● Exercise requirements:
Return, word for word, the part of the fossil fuel divestment post that begins at the words "I feel like" and stops after the words "the public discourse.".

● Document:
:::
It complicates the process of completing my PhD dissertation, but there has been highly encouraging movement from administrations targeted by fossil fuel divestment campaigns. While McGill has again said no, Concordia and UBC have pledged to go beyond their prior partial commitments and entirely divest from fossil fuels:
- Concordia University Foundation to divest and aim for 100% sustainable investments by 2025
- UBC board declares climate emergency and will examine how to fully divest from fossil fuel companies
The movement has generally had a hard time in Canada, perhaps because of the size and influence of the fossil fuel industry.
I’m working this week on finishing my NVivo coding of interviews, then moving on next week to finishing the literature review. Spending the rest of the month working on a finalized and complete manuscript, I will need to make sure to mention new developments without expressing false confidence about my ability to explain something which happened so recently and which I don’t have independent data about.
That is very exciting and promising and you were very much involved and part of this paradigm shift. Well done!
I will be very interested in reading subsequent accounts and analyses of the recent policy changes at UBC, Concordia, and SFU.
I feel like it’s probably factors exogenous to the campaigns which explain it, though their persistence has been a necessary factor. We’re definitely seeing a change in the narrative about climate change and investment as the ideas present from the beginning of the CFFD movement in 2012 permeate into institutions and the public discourse.
:::
● Supplied information:
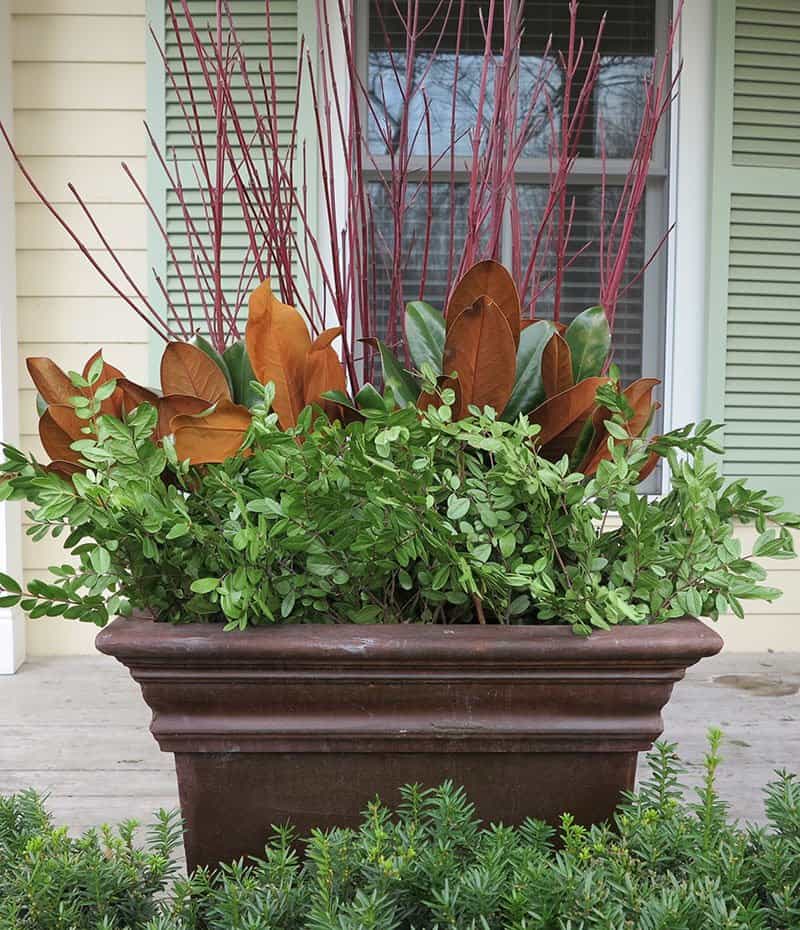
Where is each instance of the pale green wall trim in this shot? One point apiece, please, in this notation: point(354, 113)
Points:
point(156, 181)
point(716, 304)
:::
● Task output:
I feel like it’s probably factors exogenous to the campaigns which explain it, though their persistence has been a necessary factor. We’re definitely seeing a change in the narrative about climate change and investment as the ideas present from the beginning of the CFFD movement in 2012 permeate into institutions and the public discourse.